Stated problem
Continue the Citus reference text below, starting right after its final sentence, "Old master_* functions deprecated."

Text block
CREATE SCHEMA tenant_99;
SELECT citus_schema_distribute('tenant_99');

-- Inside schema, tables behave like normal Postgres
CREATE TABLE tenant_42.orders (id BIGSERIAL PRIMARY KEY, ts TIMESTAMPTZ, ...);

Trade-off vs row-based distribution: no cross-tenant analytics from a single query, but no distribution-column requirement on every table either. Pick row-based for analytics-heavy multi-tenant. Pick schema-based when tenants are operationally isolated and per-tenant queries dominate.

Reference Tables

CREATE TABLE countries (
    iso2 CHAR(2) PRIMARY KEY,
    name TEXT NOT NULL
);
INSERT INTO countries VALUES ('US','United States'), ('GB','United Kingdom'), ...;

SELECT create_reference_table('countries');

After this, every worker has a full copy. Joins from distributed tables to countries stay local on each worker. Writes go through coordinator and replicate to all workers in same transaction — slow on hot writes, fine on rarely-updated dimensions.

Distributed Functions

create_distributed_function('fn(args)', 'distribution_arg'): marks a function as runnable on workers, with one argument as the "distribution argument" so Citus routes the call to the right worker.

CREATE FUNCTION place_order(tenant BIGINT, payload JSONB) RETURNS BIGINT AS $$
    INSERT INTO orders(tenant_id, payload) VALUES (tenant, payload) RETURNING id;
$$ LANGUAGE SQL;

SELECT create_distributed_function('place_order(bigint,jsonb)', 'tenant', colocate_with => 'orders');

Calling place_order(42, '{"amount":99}') routes to the worker holding shard for tenant=42 and runs entirely there — no coordinator round-trips per row. Critical pattern for write-throughput-bound workloads.

Columnar Storage

Citus columnar = compressed, column-oriented storage for analytical scans. Per-table USING columnar:

CREATE TABLE events_archive (
    event_id BIGINT, ts TIMESTAMPTZ, payload JSONB
) USING columnar;

Properties:

  • 3-10× compression typical (zstd / pglz).
  • Append-only by design — UPDATE and DELETE not supported on columnar tables.
  • No B-tree / GIN / GiST indexes on columnar tables. Filters use chunk-group metadata (min/max per ~10K-row chunk).
  • Common pattern: rowstore for recent (writable), columnar for archive — combine via partitioning.
-- Hybrid: rowstore current + columnar archive
CREATE TABLE events (id BIGINT, ts TIMESTAMPTZ, payload JSONB) PARTITION BY RANGE (ts);
CREATE TABLE events_2026_05 PARTITION OF events FOR VALUES FROM ('2026-05-01') TO ('2026-06-01'); -- rowstore
CREATE TABLE events_2026_04 PARTITION OF events FOR VALUES FROM ('2026-04-01') TO ('2026-05-01') USING columnar; -- columnar

SELECT create_distributed_table('events', 'tenant_id');

Convert partition to columnar later: SELECT alter_table_set_access_method('events_2026_04', 'columnar');

Shard Rebalancer

citus_rebalance_start() (Citus 11+) — background, throttled, online. Old master_* functions deprecated.

Given entries
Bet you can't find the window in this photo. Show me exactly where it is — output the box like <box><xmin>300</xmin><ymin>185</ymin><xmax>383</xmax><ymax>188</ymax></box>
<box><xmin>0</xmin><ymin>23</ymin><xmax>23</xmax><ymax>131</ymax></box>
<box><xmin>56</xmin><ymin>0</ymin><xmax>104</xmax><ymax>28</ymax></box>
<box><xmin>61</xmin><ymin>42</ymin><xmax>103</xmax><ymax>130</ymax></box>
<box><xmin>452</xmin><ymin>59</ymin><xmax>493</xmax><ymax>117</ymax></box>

Response to this exercise
-- Plan a rebalance (does not execute)
SELECT * FROM get_rebalance_table_shards_plan();

-- Run in background
SELECT citus_rebalance_start();

-- Inspect progress
SELECT * FROM citus_rebalance_status();

-- Throttle via GUC
ALTER SYSTEM SET citus.rebalancer_by_disk_size_base_cost = 100;
ALTER SYSTEM SET citus.max_background_task_executors_per_node = 1;
SELECT pg_reload_conf();

Strategies (citus.shard_rebalancer_strategy):

  • by_shard_count — equal shard count per worker.
  • by_disk_size — equal disk usage per worker.

Pick by_disk_size for skewed data (one tenant 100× the others); by_shard_count for uniform.

HA / Failover

Citus does not include automatic failover. Each Citus node (coordinator + workers) is a regular Postgres cluster — pair each with streaming replication standby and a cluster manager:

  • Patroni on every node (cross-ref 79) — most common production pattern. Each Citus node = independent Patroni cluster with its own DCS key.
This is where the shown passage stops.